Given instruction — Turn the item lines starting at the line that contains "Mark one point on every instance of the clear" and ending at the line that contains "Target: clear blue sky" into a Markdown table. Use the columns Row and Line, number each row, and leave out blank lines.

Dataset rows —
^^^^

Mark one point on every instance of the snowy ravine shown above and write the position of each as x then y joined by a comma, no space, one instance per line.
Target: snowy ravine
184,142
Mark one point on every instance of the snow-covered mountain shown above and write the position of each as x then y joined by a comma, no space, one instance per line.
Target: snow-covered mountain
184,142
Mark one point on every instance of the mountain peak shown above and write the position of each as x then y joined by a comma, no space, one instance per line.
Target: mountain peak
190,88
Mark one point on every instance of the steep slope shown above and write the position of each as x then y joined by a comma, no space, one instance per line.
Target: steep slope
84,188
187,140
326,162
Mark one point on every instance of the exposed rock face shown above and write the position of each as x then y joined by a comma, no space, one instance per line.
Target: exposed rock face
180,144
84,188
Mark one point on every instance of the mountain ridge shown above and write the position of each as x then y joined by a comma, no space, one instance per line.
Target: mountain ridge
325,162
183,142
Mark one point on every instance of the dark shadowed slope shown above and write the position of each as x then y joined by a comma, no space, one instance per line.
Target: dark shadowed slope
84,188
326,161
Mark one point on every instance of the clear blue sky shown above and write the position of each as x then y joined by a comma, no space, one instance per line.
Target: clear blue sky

^^^^

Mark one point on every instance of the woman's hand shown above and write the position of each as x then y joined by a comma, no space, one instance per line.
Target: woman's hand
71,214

^^^^

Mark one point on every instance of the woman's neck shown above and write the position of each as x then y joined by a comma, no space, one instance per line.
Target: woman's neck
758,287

^^^^

Response for this exercise —
| Row | Line |
|---|---|
| 1 | Mark one point on every instance of the clear blue sky shown above and write the position of each as x then y joined by a comma, no space, one instance per line. |
| 2 | Target: clear blue sky |